**EXTRACT TO READ**
The play, which tells the story of the creation of Great Smoky Mountain National Park, will be performed as readers theater by The Autumn Players of Asheville Community Theatre. Following the performance, Carden will lead a discussion of the controversies and conflicts between longtime mountain residents and the “outsiders” who advocated preservation through establishment of national park lands.

Carden, a native of Sylva, N.C., is a collector of Appalachian and Cherokee folklore, a professional storyteller, and was a long-time columnist for the Smoky Mountain News. He received the North Carolina Arts Council Award for Literature in 2012 and the Brown-Hudson Folklore Award in 2006. His books include Appalachian Bestiary (Gary Carden, 2013), Mason Jars in the Flood & Other Stories (Parkway Publishers, 2000) and Belled Buzzard, Hucksters & Grieving Spectres: Strange & True Talks of the Appalachian Mountains (Down Home Press, 1994).

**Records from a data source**
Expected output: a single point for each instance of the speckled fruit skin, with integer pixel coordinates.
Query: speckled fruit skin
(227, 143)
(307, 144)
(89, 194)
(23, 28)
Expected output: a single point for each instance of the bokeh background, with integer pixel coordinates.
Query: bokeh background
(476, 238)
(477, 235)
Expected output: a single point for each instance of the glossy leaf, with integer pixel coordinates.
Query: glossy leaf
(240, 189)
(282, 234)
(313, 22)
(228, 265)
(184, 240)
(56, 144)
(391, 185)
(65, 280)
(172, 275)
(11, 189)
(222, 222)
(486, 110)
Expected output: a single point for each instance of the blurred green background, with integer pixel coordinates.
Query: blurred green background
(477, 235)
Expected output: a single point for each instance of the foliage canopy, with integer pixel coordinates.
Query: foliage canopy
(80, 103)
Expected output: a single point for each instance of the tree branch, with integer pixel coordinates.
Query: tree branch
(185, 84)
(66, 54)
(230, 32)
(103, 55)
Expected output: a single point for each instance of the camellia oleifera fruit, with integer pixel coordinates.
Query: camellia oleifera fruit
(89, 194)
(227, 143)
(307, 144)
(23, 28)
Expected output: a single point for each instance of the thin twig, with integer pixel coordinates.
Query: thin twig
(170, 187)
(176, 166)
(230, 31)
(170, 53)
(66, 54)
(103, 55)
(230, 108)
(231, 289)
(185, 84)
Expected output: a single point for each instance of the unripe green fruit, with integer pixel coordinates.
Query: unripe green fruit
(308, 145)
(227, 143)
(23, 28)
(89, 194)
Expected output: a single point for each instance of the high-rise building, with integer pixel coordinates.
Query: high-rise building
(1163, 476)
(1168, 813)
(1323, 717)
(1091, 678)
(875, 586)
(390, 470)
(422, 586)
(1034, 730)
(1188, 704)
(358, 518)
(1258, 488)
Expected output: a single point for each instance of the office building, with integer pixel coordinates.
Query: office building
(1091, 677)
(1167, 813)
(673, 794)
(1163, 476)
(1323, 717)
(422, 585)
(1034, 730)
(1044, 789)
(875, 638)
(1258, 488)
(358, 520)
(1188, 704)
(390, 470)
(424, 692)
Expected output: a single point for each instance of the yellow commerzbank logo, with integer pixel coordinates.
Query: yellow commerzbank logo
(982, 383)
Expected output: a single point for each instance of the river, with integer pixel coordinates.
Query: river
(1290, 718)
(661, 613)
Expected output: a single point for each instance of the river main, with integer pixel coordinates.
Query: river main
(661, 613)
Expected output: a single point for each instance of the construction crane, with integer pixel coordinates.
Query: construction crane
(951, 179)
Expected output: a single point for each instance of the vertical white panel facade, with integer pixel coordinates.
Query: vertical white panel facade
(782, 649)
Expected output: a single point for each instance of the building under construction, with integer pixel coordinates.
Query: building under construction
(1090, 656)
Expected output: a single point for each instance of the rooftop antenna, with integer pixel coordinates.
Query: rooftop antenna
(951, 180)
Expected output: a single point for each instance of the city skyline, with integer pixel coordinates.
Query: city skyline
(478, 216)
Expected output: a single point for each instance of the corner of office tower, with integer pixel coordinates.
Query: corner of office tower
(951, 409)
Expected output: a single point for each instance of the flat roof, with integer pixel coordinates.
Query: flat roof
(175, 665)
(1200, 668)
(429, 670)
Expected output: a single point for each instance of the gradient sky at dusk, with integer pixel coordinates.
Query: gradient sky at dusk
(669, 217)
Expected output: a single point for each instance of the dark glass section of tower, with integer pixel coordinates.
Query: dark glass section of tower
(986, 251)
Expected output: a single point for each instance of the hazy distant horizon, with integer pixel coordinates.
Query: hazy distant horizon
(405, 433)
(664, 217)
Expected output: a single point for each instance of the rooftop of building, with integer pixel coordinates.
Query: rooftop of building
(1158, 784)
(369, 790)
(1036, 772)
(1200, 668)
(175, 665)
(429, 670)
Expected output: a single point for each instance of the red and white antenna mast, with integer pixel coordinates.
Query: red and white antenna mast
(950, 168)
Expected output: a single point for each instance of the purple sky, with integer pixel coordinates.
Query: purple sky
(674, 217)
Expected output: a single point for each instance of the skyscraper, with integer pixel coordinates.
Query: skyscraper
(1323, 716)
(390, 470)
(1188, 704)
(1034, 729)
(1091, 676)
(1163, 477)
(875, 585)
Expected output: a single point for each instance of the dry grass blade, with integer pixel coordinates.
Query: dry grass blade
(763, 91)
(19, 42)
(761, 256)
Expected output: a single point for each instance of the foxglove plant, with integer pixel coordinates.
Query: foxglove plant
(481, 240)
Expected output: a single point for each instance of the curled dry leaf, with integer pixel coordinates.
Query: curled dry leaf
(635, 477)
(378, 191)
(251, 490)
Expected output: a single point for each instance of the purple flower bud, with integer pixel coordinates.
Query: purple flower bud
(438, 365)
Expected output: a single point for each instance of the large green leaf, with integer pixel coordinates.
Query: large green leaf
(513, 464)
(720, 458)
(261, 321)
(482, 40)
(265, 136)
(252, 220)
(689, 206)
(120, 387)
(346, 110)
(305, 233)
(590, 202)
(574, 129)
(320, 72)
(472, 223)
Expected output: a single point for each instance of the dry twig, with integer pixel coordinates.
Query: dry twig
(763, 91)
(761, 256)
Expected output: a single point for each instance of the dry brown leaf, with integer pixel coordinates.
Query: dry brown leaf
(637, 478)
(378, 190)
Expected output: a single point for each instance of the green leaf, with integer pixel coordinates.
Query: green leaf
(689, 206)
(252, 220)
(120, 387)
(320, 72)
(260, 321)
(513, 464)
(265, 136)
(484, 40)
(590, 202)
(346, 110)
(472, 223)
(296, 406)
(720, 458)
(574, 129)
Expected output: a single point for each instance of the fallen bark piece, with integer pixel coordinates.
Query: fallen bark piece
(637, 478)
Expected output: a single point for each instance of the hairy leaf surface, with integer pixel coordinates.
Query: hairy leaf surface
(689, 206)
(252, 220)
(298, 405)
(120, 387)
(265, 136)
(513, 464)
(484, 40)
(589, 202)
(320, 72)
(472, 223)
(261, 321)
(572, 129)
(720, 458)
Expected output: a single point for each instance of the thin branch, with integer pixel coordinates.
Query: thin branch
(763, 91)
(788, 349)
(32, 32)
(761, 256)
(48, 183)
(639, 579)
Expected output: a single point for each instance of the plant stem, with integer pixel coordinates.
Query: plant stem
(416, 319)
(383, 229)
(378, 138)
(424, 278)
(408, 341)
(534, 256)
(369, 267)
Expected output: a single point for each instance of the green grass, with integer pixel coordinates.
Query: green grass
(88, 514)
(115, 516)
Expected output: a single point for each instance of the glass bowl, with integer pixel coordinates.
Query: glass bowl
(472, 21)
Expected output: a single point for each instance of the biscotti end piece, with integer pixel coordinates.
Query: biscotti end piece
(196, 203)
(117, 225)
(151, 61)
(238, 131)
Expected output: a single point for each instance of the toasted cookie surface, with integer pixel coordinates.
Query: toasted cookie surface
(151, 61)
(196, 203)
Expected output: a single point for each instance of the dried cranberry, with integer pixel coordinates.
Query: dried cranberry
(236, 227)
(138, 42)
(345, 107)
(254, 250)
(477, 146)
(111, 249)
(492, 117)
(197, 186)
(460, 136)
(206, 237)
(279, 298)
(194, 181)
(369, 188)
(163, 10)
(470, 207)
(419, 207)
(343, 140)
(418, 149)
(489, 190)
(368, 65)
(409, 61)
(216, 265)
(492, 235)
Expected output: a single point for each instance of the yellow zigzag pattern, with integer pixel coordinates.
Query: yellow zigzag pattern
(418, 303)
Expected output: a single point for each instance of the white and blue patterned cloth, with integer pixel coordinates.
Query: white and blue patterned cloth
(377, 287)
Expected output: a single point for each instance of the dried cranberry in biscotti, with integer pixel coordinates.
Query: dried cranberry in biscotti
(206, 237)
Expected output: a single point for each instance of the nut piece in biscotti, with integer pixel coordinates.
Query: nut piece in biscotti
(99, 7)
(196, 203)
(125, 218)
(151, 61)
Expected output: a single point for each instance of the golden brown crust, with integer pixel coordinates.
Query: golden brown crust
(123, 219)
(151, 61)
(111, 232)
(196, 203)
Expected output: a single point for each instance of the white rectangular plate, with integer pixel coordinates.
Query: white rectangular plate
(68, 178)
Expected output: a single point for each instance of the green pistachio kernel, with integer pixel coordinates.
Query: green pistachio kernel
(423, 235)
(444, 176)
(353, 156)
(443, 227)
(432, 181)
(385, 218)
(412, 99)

**TO DO**
**1.** In the passage about the national park play, which award did Carden receive in 2006?
**2.** Pick up the passage about the national park play after its last sentence and carry it forward.

**ANSWERS**
**1.** The Brown-Hudson Folklore Award.

**2.**
Penland, born and raised in Madison County, learned the traditional ballads of the Western North Carolina mountains from his elders and has shared this music, along with his original songs, with audiences on both sides of the Atlantic. His recordings include The Answer to My Prayer, Standing on Tradition and On Shakey Ground.

This performance is a joint project of The Autumn Players of Asheville Community Theatre, and the Osher Lifelong Learning Institute (OLLI) at UNC Asheville, bringing together a group of seasoned actors with an internationally acclaimed learning community for seniors. Outlander is the second of three plays in OLLI’s Appalachian Summer Theater Series at UNC Asheville’s Reuter Center. The final performance in the series, Patchwork Perspectives, is a new monodrama based on the works of Lee Smith and performed by Barbara Bates Smith (no relation), which will take place on August 7.

For more information, visit olliasheville.com or call OLLI at 828.251.6140.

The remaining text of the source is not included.